● PASSAGE PROVIDED
──────────────────────────────

Honestly, I am going to try to blog regularly - I find myself journaling/blogging in my head, but somehow getting it actually out of me feels better.
My last post, a couple of weeks ago, found me pretty down. I called and scheduled an appointment with a counselor but have since cancelled it. I think I need to first go see my primary care physician. Last July I saw her and my white cells were off. I was supposed to go back, but well, life gets in the way. I want to make sure that is ok and also talk to her about restless leg syndrome. I may check in to some meds for the depression as well.
Although, on that front, I'm doing much much better. I sat down with hubby and had it out. I let everything out and for once, he sat and listened. I think he had seen how down I was and knew how serious things were. We both got a lot off our chests and afterwards I felt much better. I've been voicing my needs and concerns and although there has been a little friction, it's been better and I know that despite wanting to kill him sometimes (kidding! - any wife knows what I mean), I do love him.
The talk helped and I have been making sure to voice things both at home and at work so that I'm not bottling the stress - which I am horribly guilty of doing. I'm also working on praying more and really focusing on things in my day. I've been taking time at night to think about the best part of my day, the worst part of my day, the funniest part, and something I would change. It's helped me to put things in perspective.

──────────────────────────────

● Point-localization data

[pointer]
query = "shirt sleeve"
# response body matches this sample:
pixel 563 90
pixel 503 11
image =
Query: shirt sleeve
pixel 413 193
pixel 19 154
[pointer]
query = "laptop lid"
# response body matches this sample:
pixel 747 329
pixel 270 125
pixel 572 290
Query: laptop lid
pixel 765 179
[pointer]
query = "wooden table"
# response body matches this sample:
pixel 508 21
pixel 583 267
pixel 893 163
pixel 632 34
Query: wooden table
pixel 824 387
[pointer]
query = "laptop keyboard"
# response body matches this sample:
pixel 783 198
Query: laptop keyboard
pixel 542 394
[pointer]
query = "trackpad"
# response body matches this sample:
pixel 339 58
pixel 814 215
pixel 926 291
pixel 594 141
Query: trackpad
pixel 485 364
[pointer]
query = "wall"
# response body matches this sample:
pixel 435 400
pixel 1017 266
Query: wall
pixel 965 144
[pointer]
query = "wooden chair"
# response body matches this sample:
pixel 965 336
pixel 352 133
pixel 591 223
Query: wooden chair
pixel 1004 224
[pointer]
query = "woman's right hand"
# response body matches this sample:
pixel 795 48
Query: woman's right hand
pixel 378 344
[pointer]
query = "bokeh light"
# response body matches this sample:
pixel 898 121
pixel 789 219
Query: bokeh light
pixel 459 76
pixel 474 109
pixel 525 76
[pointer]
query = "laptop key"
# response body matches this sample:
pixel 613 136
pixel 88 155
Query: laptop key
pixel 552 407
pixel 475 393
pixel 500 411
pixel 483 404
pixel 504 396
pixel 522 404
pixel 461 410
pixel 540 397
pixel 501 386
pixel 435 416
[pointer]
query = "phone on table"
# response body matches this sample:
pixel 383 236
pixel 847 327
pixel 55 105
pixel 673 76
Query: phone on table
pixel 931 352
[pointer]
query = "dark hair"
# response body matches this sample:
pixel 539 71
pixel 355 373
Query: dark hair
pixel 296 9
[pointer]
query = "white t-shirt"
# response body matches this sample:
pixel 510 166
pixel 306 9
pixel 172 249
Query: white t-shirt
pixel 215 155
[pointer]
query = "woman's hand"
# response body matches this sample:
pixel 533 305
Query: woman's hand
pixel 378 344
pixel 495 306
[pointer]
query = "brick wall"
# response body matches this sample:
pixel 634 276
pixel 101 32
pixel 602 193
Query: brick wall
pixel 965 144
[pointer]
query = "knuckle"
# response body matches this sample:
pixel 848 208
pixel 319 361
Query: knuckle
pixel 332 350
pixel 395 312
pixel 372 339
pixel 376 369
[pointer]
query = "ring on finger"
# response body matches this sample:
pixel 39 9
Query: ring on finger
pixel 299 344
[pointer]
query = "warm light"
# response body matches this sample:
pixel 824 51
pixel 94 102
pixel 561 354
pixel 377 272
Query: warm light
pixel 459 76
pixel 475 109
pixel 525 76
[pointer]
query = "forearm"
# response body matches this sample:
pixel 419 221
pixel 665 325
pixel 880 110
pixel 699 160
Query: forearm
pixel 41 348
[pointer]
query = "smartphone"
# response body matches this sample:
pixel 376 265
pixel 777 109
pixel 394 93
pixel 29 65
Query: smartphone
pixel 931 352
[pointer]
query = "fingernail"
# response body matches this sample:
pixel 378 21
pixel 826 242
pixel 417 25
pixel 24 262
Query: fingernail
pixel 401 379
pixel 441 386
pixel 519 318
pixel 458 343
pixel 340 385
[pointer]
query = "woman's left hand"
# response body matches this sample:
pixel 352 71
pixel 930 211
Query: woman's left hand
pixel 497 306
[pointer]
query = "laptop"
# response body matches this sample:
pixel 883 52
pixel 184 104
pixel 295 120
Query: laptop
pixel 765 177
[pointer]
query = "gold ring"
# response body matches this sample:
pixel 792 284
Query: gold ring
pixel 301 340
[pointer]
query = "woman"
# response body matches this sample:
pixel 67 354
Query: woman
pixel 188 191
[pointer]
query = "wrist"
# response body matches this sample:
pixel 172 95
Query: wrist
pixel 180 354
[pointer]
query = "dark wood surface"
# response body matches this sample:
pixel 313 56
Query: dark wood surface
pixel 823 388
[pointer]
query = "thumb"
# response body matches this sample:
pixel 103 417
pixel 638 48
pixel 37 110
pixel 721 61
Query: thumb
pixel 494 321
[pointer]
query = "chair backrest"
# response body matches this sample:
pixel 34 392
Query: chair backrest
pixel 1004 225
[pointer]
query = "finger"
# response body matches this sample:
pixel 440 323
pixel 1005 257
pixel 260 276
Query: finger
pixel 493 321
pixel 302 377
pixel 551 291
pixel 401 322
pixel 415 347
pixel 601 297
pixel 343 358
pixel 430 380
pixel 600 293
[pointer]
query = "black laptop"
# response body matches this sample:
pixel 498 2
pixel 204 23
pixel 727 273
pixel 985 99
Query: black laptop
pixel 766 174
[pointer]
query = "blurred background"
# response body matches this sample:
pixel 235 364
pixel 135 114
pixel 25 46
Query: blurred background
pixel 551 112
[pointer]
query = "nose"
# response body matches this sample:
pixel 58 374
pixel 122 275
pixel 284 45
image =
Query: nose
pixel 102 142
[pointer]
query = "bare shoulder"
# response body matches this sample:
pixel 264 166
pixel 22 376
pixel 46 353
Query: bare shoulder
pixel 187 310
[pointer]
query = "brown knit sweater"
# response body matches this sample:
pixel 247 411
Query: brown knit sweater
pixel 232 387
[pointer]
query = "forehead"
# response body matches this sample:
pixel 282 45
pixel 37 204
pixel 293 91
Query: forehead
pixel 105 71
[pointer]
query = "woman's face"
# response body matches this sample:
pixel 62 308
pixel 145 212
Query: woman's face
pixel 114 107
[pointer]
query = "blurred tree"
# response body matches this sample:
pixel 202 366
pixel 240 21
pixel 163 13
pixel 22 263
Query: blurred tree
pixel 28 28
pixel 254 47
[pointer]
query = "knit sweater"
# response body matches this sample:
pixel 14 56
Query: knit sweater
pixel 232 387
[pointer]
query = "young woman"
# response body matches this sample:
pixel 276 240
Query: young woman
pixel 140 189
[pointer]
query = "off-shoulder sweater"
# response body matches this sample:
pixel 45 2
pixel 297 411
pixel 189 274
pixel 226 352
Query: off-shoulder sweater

──────────────────────────────

From the blog post, copy word for word the part that starts with "Although, on that" and ends with "do love him.".

Although, on that front, I'm doing much much better. I sat down with hubby and had it out. I let everything out and for once, he sat and listened. I think he had seen how down I was and knew how serious things were. We both got a lot off our chests and afterwards I felt much better. I've been voicing my needs and concerns and although there has been a little friction, it's been better and I know that despite wanting to kill him sometimes (kidding! - any wife knows what I mean), I do love him.